● **Work to be completed**: Starting at the line with "the white cloud" in it, reproduce each line below through the last one, exactly, and include nothing else.
— Start of Provided entries —
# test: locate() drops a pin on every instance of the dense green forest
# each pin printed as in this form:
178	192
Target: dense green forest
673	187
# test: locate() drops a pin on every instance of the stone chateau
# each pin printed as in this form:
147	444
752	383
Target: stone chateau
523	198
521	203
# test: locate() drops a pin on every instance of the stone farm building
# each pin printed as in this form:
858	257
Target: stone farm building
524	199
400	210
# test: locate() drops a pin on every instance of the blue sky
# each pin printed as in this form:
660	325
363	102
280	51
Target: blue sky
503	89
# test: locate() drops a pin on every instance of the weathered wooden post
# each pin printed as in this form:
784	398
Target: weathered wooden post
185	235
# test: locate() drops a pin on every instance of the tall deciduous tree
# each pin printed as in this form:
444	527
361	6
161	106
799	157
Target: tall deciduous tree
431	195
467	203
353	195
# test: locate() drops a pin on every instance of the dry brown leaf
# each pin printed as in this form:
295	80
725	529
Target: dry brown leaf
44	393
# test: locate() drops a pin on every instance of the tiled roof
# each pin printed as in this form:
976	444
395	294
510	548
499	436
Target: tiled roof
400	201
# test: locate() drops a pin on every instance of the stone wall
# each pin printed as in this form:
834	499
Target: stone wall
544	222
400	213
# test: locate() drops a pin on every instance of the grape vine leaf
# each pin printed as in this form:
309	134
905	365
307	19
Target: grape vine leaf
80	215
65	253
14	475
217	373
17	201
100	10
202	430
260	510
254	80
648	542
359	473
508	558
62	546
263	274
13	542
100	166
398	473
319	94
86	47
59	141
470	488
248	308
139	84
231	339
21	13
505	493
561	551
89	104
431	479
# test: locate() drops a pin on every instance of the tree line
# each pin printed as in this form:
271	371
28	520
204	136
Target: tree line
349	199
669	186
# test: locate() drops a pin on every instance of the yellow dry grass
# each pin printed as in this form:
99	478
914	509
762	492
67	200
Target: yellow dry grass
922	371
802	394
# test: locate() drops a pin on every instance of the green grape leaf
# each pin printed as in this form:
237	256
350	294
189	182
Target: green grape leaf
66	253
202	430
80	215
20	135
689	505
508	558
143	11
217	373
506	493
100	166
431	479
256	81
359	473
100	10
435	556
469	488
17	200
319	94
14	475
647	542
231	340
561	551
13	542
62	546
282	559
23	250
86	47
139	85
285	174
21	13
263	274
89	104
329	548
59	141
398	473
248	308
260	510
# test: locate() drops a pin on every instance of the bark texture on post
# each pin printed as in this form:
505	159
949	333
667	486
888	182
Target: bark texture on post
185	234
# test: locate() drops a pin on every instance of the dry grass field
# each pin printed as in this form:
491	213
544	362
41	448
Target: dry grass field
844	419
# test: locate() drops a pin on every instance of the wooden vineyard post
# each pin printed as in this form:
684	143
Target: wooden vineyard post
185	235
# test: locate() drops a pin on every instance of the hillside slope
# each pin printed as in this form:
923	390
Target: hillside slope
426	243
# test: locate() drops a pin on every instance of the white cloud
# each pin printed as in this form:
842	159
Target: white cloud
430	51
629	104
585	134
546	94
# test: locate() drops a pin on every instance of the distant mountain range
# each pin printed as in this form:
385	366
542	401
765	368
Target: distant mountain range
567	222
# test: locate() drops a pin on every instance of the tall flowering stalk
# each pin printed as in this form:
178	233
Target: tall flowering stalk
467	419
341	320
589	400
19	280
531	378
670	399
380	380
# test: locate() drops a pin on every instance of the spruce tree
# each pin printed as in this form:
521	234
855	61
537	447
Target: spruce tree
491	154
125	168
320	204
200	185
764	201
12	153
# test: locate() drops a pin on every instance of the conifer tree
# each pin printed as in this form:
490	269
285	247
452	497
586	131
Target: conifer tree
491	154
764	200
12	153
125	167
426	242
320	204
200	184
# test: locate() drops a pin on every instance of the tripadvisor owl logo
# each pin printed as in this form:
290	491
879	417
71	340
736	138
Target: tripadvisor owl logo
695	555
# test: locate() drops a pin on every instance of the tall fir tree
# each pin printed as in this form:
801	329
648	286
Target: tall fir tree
— End of Provided entries —
● **Written answer**:
# test: locate() drops a pin on every instance of the white cloud
# each pin printed as in this form:
842	159
Target: white cloud
430	51
629	104
585	134
546	94
# test: locate() drops a pin on every instance of the distant mountain range
# each pin printed as in this form:
385	366
542	401
765	368
Target: distant mountain range
567	222
# test: locate() drops a pin on every instance of the tall flowering stalk
# each pin printed as in this form:
178	233
Target: tall flowering stalk
467	419
341	320
589	400
19	280
531	378
670	399
380	380
# test: locate() drops a pin on every instance of the spruce tree
# each pin printed as in this form:
521	234
855	61
537	447
Target: spruce tree
491	154
125	168
320	204
200	185
764	201
12	153
# test: locate() drops a pin on every instance of the conifer tree
# each pin printed as in this form:
490	269
285	247
452	497
586	131
Target: conifer tree
491	154
764	200
12	153
125	167
426	242
320	204
200	184
# test: locate() drops a pin on every instance of the tripadvisor owl logo
# each pin printed as in this form:
290	491
879	417
71	340
736	138
Target: tripadvisor owl logo
695	555
# test: locate() drops a pin on every instance of the tall fir tree
# each pin printed as in this form:
801	329
648	286
Target: tall fir tree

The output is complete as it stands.